ENTRIES PROVIDED START
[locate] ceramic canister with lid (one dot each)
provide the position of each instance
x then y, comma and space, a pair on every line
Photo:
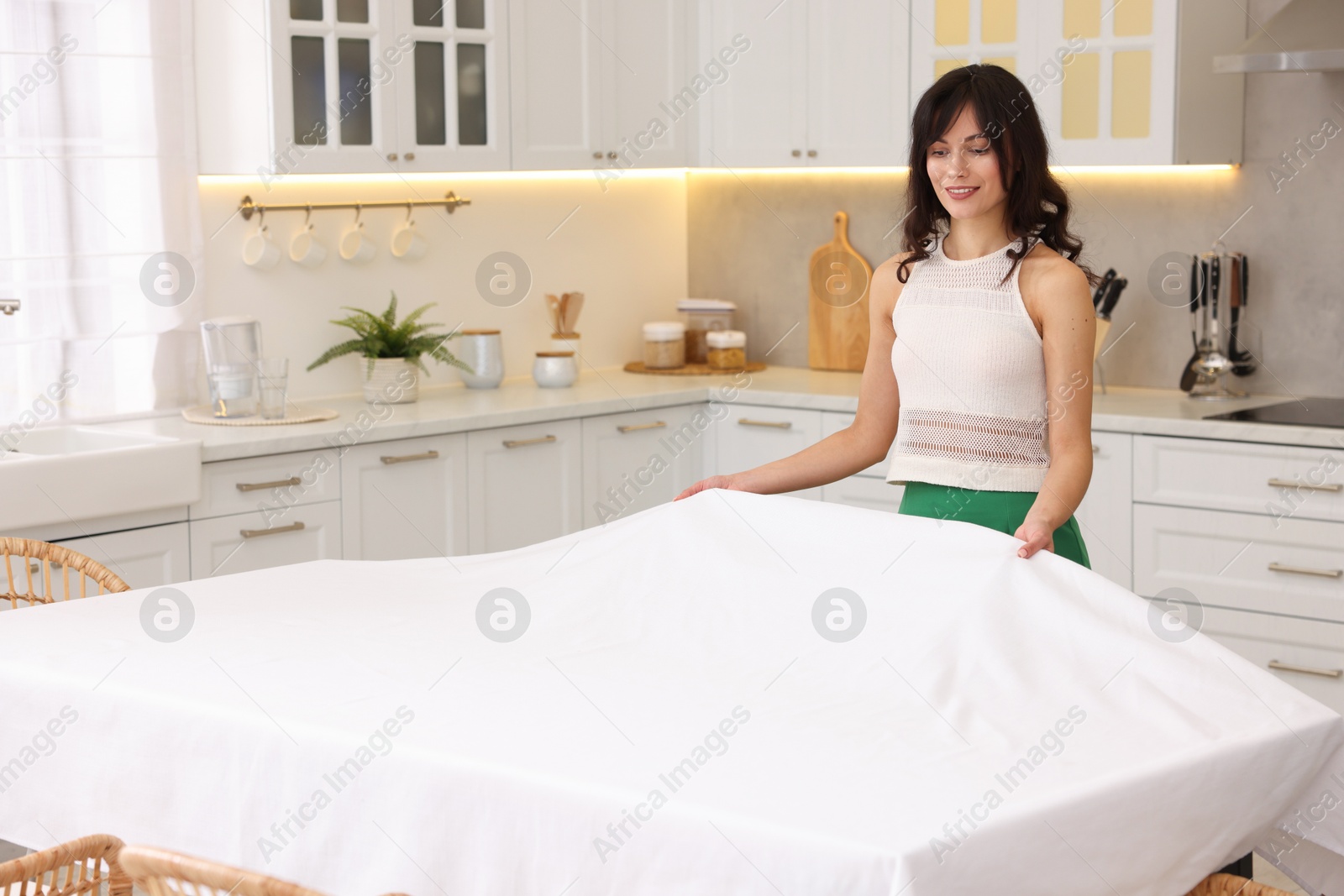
664, 345
555, 369
483, 351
ENTRIES PROVIDED END
* **WHAT THIS TASK INVOLVES**
What you produce should repeat the data word for word while omitting all images.

* **OUTPUT FOR THIS TASK**
[locate] ceramic canister with lid (one dot each)
provide the position of each instance
x then y, comma and space, a pair on every line
Photo:
664, 345
555, 369
483, 351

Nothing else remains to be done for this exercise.